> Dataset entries
▼

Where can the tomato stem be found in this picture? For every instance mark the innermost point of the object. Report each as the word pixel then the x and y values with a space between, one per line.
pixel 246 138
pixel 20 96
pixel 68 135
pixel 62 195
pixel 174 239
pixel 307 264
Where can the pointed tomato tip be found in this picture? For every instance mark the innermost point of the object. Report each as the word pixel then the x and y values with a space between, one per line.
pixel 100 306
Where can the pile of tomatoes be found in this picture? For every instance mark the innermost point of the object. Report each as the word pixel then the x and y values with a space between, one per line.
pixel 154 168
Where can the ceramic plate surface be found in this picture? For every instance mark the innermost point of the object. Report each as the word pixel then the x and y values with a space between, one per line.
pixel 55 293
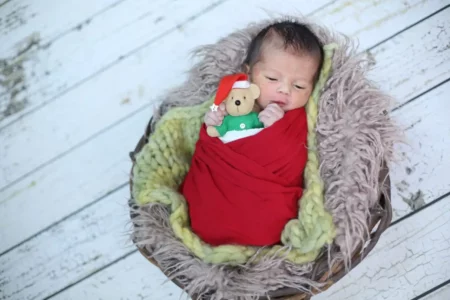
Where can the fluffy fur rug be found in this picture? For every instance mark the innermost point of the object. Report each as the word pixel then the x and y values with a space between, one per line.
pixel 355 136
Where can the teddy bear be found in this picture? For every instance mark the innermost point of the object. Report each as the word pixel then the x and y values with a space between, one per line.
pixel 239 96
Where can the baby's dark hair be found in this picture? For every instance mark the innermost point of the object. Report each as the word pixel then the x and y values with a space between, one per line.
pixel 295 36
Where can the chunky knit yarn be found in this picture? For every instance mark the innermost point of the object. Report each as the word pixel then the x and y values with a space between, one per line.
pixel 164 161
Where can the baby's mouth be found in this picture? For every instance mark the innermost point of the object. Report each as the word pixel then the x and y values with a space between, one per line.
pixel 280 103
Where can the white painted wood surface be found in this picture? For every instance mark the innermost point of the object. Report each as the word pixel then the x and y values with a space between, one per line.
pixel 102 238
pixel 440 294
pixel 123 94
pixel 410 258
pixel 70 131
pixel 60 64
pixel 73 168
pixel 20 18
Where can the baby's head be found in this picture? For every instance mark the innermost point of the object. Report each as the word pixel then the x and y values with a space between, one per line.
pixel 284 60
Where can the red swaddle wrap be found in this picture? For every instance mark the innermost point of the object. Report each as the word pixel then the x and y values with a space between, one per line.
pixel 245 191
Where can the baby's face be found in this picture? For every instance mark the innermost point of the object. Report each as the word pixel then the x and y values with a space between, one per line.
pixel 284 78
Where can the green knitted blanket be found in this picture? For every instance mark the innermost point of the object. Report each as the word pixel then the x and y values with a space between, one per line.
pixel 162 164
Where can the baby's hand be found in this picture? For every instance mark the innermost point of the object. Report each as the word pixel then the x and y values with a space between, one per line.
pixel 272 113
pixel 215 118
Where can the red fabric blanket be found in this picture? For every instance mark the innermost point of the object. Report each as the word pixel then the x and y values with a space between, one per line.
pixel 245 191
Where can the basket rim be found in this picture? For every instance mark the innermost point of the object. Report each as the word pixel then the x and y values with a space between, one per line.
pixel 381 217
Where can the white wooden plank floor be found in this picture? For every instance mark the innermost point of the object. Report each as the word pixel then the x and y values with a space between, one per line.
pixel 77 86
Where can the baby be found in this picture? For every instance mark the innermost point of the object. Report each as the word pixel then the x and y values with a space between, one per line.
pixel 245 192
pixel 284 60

▲
▼

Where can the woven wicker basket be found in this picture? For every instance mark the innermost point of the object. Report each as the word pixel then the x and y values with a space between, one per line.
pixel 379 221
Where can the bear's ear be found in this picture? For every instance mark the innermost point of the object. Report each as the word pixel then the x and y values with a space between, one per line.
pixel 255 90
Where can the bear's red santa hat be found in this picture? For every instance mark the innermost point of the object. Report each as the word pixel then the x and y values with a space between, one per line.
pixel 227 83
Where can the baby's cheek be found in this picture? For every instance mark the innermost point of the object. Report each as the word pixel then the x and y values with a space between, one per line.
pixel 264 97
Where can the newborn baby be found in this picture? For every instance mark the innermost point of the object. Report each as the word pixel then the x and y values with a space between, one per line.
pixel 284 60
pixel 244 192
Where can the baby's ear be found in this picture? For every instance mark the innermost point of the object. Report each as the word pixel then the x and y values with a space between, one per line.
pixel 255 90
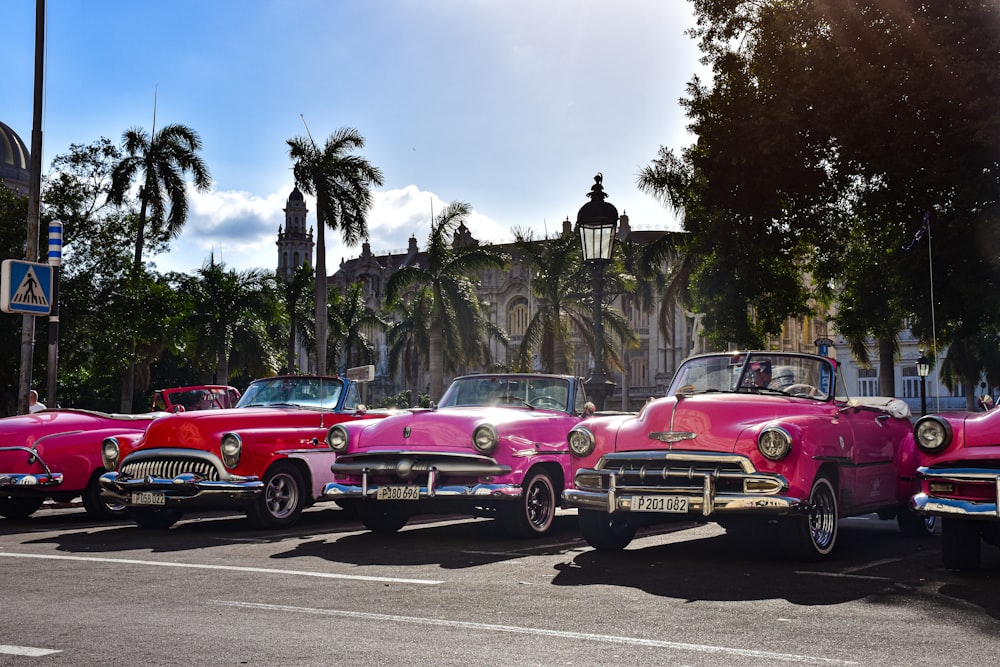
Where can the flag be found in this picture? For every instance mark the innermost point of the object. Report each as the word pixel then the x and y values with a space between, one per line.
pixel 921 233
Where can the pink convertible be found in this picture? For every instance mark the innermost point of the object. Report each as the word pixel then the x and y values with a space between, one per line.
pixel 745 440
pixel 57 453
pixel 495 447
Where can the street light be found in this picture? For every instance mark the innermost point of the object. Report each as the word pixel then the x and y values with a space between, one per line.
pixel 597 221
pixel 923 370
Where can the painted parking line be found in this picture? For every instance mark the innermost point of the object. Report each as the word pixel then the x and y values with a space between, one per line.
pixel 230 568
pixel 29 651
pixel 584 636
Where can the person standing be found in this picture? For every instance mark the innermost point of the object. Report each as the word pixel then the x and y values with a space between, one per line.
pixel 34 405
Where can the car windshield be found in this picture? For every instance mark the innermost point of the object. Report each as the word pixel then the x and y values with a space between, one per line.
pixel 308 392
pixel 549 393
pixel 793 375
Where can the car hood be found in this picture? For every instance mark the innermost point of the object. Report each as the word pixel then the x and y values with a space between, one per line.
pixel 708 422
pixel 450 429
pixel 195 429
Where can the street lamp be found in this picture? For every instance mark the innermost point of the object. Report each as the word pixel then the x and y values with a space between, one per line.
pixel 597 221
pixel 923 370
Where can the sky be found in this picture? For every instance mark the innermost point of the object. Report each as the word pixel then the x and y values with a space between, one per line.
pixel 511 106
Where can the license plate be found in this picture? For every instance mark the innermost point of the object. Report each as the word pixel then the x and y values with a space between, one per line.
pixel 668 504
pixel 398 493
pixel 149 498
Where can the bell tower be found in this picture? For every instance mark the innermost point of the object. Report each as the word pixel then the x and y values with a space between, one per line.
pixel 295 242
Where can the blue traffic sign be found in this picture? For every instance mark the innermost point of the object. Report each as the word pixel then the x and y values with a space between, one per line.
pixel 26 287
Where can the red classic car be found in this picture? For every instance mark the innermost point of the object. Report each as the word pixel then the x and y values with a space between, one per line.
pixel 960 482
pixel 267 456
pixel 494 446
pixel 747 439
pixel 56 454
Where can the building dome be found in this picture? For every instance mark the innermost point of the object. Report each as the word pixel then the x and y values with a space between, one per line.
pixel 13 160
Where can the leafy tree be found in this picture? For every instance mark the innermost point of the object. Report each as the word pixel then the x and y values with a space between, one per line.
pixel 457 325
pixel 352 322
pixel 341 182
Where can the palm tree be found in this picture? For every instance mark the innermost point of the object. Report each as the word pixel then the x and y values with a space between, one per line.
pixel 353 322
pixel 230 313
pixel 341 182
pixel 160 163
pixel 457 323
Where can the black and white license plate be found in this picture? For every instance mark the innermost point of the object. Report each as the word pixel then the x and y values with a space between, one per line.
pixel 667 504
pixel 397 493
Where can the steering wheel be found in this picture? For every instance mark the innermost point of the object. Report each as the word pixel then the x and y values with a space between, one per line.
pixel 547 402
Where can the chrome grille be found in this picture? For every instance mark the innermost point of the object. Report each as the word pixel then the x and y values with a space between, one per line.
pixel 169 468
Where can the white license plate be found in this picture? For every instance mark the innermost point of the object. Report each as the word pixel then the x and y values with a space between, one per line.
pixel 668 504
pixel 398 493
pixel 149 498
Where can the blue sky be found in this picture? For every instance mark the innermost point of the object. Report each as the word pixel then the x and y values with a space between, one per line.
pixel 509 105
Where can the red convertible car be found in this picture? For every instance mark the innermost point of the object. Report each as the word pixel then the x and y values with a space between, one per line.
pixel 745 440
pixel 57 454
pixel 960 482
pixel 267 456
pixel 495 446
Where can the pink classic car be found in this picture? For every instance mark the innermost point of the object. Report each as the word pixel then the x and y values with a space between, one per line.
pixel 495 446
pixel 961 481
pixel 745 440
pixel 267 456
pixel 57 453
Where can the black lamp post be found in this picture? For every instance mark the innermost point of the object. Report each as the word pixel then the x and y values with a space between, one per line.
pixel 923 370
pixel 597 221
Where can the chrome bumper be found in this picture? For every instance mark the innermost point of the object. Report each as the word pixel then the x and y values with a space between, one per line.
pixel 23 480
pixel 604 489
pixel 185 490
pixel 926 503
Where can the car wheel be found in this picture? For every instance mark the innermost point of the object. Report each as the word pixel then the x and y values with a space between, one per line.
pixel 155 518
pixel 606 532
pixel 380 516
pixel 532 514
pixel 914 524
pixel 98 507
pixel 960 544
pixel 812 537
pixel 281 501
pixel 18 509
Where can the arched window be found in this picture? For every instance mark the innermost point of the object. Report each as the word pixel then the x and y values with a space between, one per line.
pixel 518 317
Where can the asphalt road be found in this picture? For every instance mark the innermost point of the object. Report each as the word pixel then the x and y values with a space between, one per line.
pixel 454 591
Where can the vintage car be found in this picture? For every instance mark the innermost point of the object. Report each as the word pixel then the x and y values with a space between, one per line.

▲
▼

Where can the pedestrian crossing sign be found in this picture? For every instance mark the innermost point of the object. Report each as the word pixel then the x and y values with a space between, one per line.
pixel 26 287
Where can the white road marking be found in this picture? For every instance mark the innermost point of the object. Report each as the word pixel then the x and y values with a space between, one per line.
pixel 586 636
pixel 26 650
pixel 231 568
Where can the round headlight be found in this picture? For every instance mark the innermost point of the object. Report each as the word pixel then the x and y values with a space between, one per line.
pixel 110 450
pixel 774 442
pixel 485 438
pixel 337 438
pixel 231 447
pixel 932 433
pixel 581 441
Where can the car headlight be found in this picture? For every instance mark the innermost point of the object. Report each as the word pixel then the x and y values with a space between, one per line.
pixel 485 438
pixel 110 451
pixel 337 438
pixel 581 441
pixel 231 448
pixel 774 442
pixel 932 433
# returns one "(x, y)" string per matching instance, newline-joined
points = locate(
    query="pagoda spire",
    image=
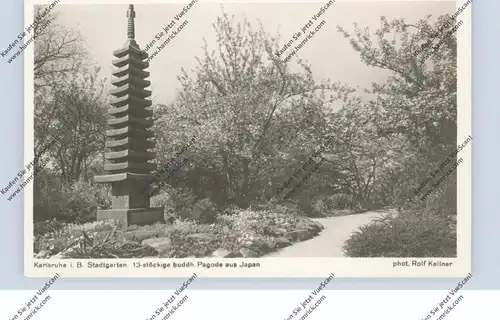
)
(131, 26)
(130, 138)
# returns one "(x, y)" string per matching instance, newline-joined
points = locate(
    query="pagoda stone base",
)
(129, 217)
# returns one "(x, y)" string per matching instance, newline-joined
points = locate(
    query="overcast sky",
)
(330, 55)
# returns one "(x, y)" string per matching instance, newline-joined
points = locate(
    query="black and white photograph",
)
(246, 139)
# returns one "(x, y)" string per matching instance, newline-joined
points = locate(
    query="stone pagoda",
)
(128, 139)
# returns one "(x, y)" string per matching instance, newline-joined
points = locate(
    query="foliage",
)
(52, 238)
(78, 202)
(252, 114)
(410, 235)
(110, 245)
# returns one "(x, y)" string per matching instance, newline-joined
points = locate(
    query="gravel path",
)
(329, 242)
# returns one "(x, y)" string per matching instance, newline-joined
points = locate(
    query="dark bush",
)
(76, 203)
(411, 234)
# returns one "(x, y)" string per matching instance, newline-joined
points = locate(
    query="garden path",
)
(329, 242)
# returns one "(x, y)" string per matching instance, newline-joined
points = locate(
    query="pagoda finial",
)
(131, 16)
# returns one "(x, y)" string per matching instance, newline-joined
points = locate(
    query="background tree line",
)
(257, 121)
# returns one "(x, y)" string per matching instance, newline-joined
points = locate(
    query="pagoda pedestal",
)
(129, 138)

▲

> Task description
Gather all lines with the string "pagoda" from the data.

> Exercise result
    query="pagoda spire",
    query="pagoda stone base",
    query="stone pagoda",
    query="pagoda finial",
    query="pagoda pedestal",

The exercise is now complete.